*Task:* Write out the whole listing below so that every line matches exactly.

*Exercise data:*
★ ★ ★ ★ ★
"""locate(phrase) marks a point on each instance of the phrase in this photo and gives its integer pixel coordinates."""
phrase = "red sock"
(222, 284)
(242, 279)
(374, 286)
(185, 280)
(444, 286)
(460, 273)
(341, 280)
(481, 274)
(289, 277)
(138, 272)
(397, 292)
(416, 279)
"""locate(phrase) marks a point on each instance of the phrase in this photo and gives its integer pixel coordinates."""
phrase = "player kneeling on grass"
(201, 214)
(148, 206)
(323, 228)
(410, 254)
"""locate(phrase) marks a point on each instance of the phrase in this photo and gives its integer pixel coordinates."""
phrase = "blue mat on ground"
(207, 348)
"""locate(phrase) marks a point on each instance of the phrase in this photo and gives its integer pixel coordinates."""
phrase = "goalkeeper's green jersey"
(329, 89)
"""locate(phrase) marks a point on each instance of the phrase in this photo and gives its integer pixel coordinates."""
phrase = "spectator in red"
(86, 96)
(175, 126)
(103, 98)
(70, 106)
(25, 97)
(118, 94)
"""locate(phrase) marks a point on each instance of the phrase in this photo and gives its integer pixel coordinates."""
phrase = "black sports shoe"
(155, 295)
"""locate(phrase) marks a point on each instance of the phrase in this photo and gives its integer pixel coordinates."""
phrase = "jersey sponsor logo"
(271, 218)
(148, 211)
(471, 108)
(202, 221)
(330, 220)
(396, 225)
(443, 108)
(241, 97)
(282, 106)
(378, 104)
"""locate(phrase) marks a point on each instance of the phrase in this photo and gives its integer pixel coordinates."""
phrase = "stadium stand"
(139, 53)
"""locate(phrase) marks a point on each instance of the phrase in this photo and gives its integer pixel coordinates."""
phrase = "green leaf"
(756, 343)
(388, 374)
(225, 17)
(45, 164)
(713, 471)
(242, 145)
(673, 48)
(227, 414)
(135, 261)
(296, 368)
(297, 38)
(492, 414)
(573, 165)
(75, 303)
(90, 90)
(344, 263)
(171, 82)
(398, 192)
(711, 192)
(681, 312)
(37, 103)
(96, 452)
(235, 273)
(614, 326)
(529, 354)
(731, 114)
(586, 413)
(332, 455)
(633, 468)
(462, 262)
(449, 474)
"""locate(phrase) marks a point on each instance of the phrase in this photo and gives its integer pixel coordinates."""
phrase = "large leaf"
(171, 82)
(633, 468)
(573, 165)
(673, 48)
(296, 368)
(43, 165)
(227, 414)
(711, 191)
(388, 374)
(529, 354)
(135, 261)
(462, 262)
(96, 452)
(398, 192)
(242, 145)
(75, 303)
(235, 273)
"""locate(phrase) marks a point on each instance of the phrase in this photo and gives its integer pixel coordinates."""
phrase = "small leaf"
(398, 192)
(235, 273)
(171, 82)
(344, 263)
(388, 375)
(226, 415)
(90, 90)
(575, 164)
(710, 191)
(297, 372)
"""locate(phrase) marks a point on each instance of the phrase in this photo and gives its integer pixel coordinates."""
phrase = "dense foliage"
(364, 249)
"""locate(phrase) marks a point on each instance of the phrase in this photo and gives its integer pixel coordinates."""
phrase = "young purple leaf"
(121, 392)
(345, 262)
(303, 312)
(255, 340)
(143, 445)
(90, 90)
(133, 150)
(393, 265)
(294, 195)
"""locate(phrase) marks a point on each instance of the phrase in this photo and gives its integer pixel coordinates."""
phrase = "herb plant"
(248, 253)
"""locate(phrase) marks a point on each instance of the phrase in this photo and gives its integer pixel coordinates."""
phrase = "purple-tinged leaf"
★ ★ ★ ★ ★
*Response to the task:*
"""locate(phrase) marks a point on each instance of the phrase in this photo and gives its integer pixel coordinates."""
phrase = "red sock"
(222, 284)
(242, 279)
(374, 286)
(185, 280)
(444, 286)
(460, 273)
(341, 280)
(481, 274)
(289, 277)
(138, 272)
(397, 292)
(416, 279)
"""locate(phrase) marks a point on each instance of the phrase in this photo and gives its integer pixel coordinates."""
phrase = "player kneeling on grass"
(201, 214)
(148, 206)
(323, 228)
(410, 254)
"""locate(phrase) marks a point on each instance of the phrase in this photo and gives its integer pixel coordinates."""
phrase = "blue mat on ground"
(207, 348)
"""locate(phrase) marks a point on each instance of the phrase in this photo and gives its integer pixel coordinates."""
phrase = "goalkeeper's green jersey"
(329, 89)
"""locate(phrase) marks a point on each instance of the phrase in this photo and gives its integer pixel coordinates."""
phrase = "spectator in red"
(86, 96)
(175, 126)
(103, 98)
(70, 106)
(25, 97)
(118, 94)
"""locate(phrase) marks a point on each instance of the phrase in this photo and gives its integer pixel coordinates."""
phrase = "black sports shoe"
(155, 295)
"""locate(phrase) marks a point on each instance of the phrase in this photo and gives its integer pixel coordinates."""
phrase = "jersey sponsor logo"
(271, 218)
(148, 211)
(471, 108)
(202, 221)
(330, 220)
(396, 225)
(443, 108)
(241, 97)
(282, 106)
(378, 104)
"""locate(phrase) marks a point on each instance of the phrase in this photo and gives its integer pixel coordinates."""
phrase = "stadium stand"
(139, 53)
"""locate(phrase) marks a point on each instance of the phrase in this photo and gives its integer pixel coordinates."""
phrase = "green leaf"
(756, 343)
(388, 374)
(225, 17)
(45, 164)
(713, 471)
(242, 145)
(673, 48)
(227, 414)
(135, 261)
(296, 368)
(297, 38)
(492, 414)
(573, 165)
(75, 303)
(90, 90)
(344, 263)
(171, 82)
(398, 192)
(711, 192)
(681, 312)
(37, 103)
(96, 452)
(235, 273)
(614, 326)
(529, 354)
(731, 114)
(586, 413)
(332, 455)
(633, 468)
(462, 262)
(449, 474)
"""locate(phrase) marks a point on each instance of the phrase in this photo and gives its integer pixel coordinates."""
phrase = "large leaf"
(171, 82)
(633, 468)
(573, 165)
(673, 48)
(296, 368)
(43, 165)
(227, 414)
(711, 191)
(388, 374)
(529, 354)
(135, 261)
(462, 262)
(96, 452)
(398, 192)
(242, 145)
(75, 303)
(235, 273)
"""locate(phrase) marks a point on each instance of the phrase in this photo and gives its integer pixel coordinates."""
phrase = "small leaf"
(398, 192)
(235, 273)
(171, 82)
(344, 263)
(388, 375)
(226, 415)
(90, 90)
(575, 164)
(710, 191)
(297, 372)
"""locate(phrase) marks a point on each instance of the phrase in this photo and gives its integer pixel coordinates."""
phrase = "dense foliage"
(364, 249)
"""locate(phrase) marks a point on each instance of the phrase in this photo and gives its integer pixel coordinates."""
phrase = "young purple leaf"
(121, 392)
(345, 262)
(303, 312)
(255, 340)
(143, 445)
(90, 90)
(133, 150)
(393, 265)
(294, 195)
"""locate(phrase) marks a point on each instance of the phrase in this photo and gives its integer pixel coordinates."""
phrase = "herb plant"
(248, 253)
"""locate(phrase) marks a point on each instance of the phrase in this photo and gives its integer pixel coordinates."""
phrase = "purple-tinged leaf"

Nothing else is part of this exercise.